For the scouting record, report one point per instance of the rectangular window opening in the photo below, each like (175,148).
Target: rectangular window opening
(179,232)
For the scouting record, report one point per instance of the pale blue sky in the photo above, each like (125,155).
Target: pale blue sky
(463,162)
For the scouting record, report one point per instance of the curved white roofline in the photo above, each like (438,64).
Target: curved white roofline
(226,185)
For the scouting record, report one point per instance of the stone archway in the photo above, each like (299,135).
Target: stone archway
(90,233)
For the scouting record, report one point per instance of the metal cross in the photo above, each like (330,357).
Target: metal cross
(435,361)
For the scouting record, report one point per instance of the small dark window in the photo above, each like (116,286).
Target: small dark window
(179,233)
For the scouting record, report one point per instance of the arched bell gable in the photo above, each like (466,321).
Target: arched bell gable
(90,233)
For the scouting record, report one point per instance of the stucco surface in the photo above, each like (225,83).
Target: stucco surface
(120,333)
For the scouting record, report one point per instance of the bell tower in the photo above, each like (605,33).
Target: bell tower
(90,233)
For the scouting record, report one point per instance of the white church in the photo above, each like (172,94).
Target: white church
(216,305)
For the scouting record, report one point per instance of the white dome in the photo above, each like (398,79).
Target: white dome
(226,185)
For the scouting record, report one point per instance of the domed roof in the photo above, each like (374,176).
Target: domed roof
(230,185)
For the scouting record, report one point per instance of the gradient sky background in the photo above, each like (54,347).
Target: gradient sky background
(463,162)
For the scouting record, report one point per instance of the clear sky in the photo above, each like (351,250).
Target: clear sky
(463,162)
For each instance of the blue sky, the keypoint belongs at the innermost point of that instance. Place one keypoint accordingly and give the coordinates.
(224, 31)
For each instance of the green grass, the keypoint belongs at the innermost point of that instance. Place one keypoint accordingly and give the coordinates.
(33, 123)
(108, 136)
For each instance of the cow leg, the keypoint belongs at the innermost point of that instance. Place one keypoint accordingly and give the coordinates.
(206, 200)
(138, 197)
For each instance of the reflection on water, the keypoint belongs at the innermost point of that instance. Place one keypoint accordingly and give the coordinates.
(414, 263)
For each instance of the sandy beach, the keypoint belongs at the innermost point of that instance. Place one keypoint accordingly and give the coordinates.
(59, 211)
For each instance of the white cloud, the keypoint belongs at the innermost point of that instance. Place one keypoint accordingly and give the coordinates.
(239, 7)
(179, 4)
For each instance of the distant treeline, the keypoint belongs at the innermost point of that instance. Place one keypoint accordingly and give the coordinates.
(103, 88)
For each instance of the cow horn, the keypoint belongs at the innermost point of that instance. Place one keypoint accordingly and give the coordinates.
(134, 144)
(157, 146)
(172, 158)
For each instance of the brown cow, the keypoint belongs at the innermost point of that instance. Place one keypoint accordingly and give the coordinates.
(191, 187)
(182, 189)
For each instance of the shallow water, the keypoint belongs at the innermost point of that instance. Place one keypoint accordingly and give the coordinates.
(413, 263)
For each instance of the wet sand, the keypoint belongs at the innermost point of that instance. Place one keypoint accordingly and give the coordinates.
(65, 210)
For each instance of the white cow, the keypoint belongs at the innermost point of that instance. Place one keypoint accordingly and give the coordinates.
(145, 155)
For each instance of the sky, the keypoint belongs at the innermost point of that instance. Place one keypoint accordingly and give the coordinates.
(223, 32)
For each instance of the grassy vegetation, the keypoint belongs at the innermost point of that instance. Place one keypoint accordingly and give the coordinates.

──────────────────────────────

WORK REQUIRED: Find where the line with "Target: rectangular window opening" sits in the material above, then copy exactly from it through the line with "each like (54,347).". Add no other line.

THE COMPLETED TASK:
Target: rectangular window opening
(179,232)
For the scouting record, report one point per instance of the pale blue sky in the photo above, each like (125,155).
Target: pale blue sky
(463,162)
For the scouting record, report one point per instance of the curved white roofline in the photo above, each like (438,64).
Target: curved white roofline
(226,185)
For the scouting record, report one point per instance of the stone archway in the photo above, each like (299,135).
Target: stone archway
(90,233)
For the scouting record, report one point per instance of the metal cross in the photo above, each like (330,357).
Target: metal cross
(435,361)
For the scouting record, report one point per instance of the small dark window in the photo above, each like (116,286).
Target: small dark window
(179,233)
For the scouting record, report one point per instance of the arched bell gable in the photo above, each like (466,321).
Target: arched bell gable
(90,233)
For the scouting record, report one point per instance of the stucco surface in the photo above, each like (225,83).
Target: stucco surface
(120,333)
For the scouting record, report one point per instance of the bell tower in the photo above, each like (605,33).
Target: bell tower
(90,233)
For the scouting record, report one point per instance of the white church in the photo above, each like (172,94).
Target: white church
(216,305)
For the scouting record, report one point per instance of the white dome in the photo above, each like (398,79).
Target: white dome
(226,185)
For the scouting record, report one point per instance of the domed roof in the photo above, each like (374,176).
Target: domed roof
(230,185)
For the scouting record, report one point per instance of the gradient sky background in the photo above, each like (54,347).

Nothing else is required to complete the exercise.